[PROVIDED PASSAGE — start]

46Meanwhile, I found certain key portions of the personal respondent’s testimony to lack consistency and also to lack credibility in light of the content of the Response and the rest of the evidence taken as a whole. I explain my credibility findings further below.
Analysis and Findings
47In this case, it is clear that the applicant was covered by the protected ground of sex under the Code due to her pregnancy.
48Two issues must be addressed in determining whether the applicant was discriminated against due to her pregnancy: (1) did the respondents discriminate against the applicant by failing to provide her appropriate accommodations for her pregnancy? and (2) was the applicant’s pregnancy a factor in the termination of her employment?
Did the respondents discriminate against the applicant by failing to provide accommodations for her pregnancy?
49The determination of this issue turns on the conversation between the applicant and the respondent on May 22, 2013 when the applicant informed the personal respondent of her pregnancy.
Did the applicant make a request for accommodation?
50In an ideal employment world, both parties would be clearly apprised of their legal rights and obligations relating to discrimination and the duty to accommodate under the Code. An employee would understand that he or she has a right to request accommodations, and the employer would understand its responsibilities under the Code. The employee would make a formal request “for accommodation” and this would start a cooperative process by which both parties would explore whether the employer was in a position to accommodate the employee short of undue hardship.

[PROVIDED PASSAGE — finish]

## WHAT YOU ARE ASKED TO DO
Pick up the decision on pregnancy discrimination after its final sentence and carry it forward.

[STUDY MATERIAL — start]

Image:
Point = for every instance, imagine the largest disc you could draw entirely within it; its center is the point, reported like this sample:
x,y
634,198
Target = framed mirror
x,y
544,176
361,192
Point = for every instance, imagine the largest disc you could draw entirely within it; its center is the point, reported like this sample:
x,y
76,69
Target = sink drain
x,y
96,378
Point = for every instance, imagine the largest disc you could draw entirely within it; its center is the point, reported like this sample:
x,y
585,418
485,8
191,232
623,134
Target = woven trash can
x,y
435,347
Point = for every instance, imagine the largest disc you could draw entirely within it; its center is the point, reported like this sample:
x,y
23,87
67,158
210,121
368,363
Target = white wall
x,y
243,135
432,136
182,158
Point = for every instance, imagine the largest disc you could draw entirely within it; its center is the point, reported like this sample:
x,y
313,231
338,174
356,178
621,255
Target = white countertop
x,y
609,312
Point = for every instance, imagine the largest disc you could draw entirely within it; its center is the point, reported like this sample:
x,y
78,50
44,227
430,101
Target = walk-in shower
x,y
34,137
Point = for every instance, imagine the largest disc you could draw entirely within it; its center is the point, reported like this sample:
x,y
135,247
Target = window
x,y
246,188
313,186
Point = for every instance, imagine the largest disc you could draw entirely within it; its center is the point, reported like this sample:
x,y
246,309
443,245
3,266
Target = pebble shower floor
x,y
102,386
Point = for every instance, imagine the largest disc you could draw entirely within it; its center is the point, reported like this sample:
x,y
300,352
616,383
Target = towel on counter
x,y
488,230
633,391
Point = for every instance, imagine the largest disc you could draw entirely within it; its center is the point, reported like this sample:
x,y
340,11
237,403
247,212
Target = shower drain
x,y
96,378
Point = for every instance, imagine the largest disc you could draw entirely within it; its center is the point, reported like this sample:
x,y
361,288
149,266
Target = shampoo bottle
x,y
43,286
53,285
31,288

[STUDY MATERIAL — finish]

## ANSWER FOR THIS EXERCISE
51However, in most cases, employees are not aware of their specific rights under the Code. It is not uncommon for a situation to be complicated by unclear communication on the part of the employee and by an employer’s limited understanding of the extent of its responsibilities under the Code. In my view, the evidence establishes that all of these complications were at play in this situation.
52The applicant in this case testified that she could no longer continue working as she had in the past due to her pregnancy. The applicant’s inability to continue working as she had in the past was not seriously challenged by the respondents. What was challenged by the respondent was the applicant’s testimony that she requested accommodations from the respondents for her pregnancy. In her testimony–in-chief, the personal respondent testified that the applicant never requested any accommodations for her pregnancy. I find this testimony difficult to understand in light of the fact that the personal respondent also testified that the applicant had requested that she be permitted to work reduced hours. Moreover, the personal respondent also testified that the applicant had asked to work Fridays and Mondays and that she had agreed to this request. This testimony is inconsistent with the personal respondent’s testimony that the applicant had not requested any accommodations for her pregnancy.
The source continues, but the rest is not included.